▸ **TASKS AND EXERCISES**
(1) In the text below on connecting LLMs with the web, what other name is given for gpt-4-1106-preview?
(2) Write the next part of the text on connecting LLMs with the web, picking up right after its final sentence.

▸ **DOCUMENT SECTION**
BEGIN

22-1-1 Connecting LLMs with the Web

22-1-1 Connecting LLMs with the Web

Large Language Models (LLMs) often face a challenge in staying current with world knowledge due to the cost and expertise needed for pre-training. By their release, they can be somewhat outdated. A prime example is OpenAI's GPT-4, which has various versions indicating their release dates, such as gpt-4-0314(legacy), gpt-4-0613, and gpt-4-1106-preview (also known as GPT-4-Turbo).

Continuous updating of these models is resource-intensive, making it hard for many companies to keep their models up-to-date. To mitigate this, there are several approaches when faced with LLMs and Real-Time Information from the Web:

  1. Integration (APIs and Tools): Combining LLMs with custom applications that interface with third-party endpoints, like weather or Google Maps APIs, is a basic yet effective solution. This helps in situations where the LLM's parametric memory may not have the most recent data.
  2. Managed Web-Search Enabled LLMs: Some LLMs come with built-in web search capabilities. This is particularly useful for accessing information that isn't readily available through standard APIs.
  3. Highly Custom (Agent-based) Solutions: Employing LLMs alongside web scrapers or browsers that mimic human search behavior offers a more advanced, though complex, solution.

For instance, in my project integrating PubMed articles with an LLM to generate accurate summaries, I encountered the issue of the LLM's tendency to hallucinate due to outdated or incomplete information. I initially considered using the PubMed API to feed the LLM recent data. However, for broader searches related to substances, clinical trials, or conferences not covered by PubMed, I explored using search engine queries to supply relevant information to the LLM.

For specific tasks like detailing a particular conference or Congress, a custom scraper that fetches and parses the event's webpage needs to be implemented. This demonstrates that depending on the use case and desired outcome (and cost), a variety of methods may be necessary to leverage real-time web content effectively for LLMs to provide contextually relevant responses.


Let's explore in code the first approach to connecting with the web.

We will create a simple Python script to parse latest weather information based on the city name. To obtain the API tokens go to: Members (openweathermap.org)

END

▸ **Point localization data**
BEGIN

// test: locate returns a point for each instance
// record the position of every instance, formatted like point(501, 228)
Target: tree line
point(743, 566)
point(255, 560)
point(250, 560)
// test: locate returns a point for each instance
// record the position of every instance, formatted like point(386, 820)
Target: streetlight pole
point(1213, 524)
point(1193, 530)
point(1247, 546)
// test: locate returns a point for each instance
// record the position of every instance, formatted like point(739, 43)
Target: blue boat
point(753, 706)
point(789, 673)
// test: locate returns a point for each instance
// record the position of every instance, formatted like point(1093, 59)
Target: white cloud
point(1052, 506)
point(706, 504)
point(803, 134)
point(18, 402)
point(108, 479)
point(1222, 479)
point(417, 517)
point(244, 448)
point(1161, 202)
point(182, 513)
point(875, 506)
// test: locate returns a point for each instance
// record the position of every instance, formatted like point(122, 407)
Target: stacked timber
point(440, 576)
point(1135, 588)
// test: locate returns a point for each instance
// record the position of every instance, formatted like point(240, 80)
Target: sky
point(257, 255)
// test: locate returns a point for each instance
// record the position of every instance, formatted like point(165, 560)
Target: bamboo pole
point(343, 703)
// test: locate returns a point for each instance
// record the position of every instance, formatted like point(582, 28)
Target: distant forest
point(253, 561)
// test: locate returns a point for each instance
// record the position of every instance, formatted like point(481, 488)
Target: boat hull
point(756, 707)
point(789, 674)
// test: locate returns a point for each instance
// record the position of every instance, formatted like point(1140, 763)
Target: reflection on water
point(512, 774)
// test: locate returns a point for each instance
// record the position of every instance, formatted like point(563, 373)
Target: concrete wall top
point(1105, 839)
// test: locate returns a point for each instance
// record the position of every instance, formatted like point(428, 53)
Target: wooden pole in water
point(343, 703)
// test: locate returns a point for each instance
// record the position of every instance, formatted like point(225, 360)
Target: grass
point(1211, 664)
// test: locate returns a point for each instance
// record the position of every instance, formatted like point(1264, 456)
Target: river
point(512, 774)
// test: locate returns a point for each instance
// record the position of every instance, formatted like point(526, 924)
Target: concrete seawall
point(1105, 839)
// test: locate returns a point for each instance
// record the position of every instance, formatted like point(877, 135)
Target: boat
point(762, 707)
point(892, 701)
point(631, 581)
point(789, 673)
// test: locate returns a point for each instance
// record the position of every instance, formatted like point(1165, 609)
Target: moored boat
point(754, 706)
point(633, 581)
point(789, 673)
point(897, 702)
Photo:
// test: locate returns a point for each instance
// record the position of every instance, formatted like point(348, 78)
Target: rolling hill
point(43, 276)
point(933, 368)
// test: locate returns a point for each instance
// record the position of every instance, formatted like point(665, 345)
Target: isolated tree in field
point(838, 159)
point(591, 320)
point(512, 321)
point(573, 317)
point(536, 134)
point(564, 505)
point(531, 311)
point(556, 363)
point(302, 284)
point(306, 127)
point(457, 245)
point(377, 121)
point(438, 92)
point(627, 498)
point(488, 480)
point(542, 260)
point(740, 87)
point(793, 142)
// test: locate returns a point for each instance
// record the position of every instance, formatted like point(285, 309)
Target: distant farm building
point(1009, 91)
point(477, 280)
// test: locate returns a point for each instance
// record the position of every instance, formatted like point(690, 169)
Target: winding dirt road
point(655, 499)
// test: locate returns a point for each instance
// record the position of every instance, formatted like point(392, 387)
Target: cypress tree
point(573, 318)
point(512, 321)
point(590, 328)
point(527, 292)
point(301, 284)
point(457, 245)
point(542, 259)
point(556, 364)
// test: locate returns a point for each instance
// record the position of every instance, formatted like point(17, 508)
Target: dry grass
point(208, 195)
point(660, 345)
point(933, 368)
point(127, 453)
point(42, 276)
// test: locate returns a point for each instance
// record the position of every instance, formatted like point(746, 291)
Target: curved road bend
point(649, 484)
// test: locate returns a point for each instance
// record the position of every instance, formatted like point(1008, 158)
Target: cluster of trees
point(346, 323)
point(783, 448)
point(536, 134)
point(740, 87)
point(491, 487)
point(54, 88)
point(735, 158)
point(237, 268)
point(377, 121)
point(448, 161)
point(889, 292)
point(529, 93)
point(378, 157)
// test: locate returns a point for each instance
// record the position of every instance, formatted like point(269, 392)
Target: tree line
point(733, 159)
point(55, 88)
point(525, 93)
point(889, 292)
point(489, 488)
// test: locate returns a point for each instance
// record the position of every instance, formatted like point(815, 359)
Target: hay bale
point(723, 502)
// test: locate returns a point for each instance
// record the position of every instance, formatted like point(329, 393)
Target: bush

END

▸ **SET OF ANSWERS**
(1) GPT-4-Turbo

(2)
Sign up and generate a key:

import os
import requests
import openai        
# Set your OpenAI and OpenWeatherMap API keys
OPENAI_API_KEY = 'YOUR_OPENAI_KEYS'
openweathermap_api_key = 'WEATHER_API_KEYS'        

First import the necessary libraries and the OpenAI and Openweather API keys.

Then initialise the OpenAI client:

client = OpenAI(api_key=OPENAI_API_KEY)        

Let's examine how this app would work

  1. User Input: The user enters the name of a city.
  2. Fetching Coordinates (Geocoding): The application uses the OpenWeatherMap Geocoding API to convert the city name into geographical coordinates (latitude and longitude).
  3. Retrieving Weather Data: With the coordinates obtained, the application fetches current weather data from the OpenWeatherMap API.
  4. Processing with OpenAI LLM: The raw weather data is then processed by OpenAI's GPT-3.5-turbo model. The model generates a human-friendly weather report, including practical advice based on the weather conditions.

For the sake of this tutorial, I am going to assume there is no available libraries I can use to connect with weather APIs.

Key Functions:

### get_location_coordinates:

### Takes the city name and API key as inputs. Makes an API call to ### get the latitude and longitude of the city.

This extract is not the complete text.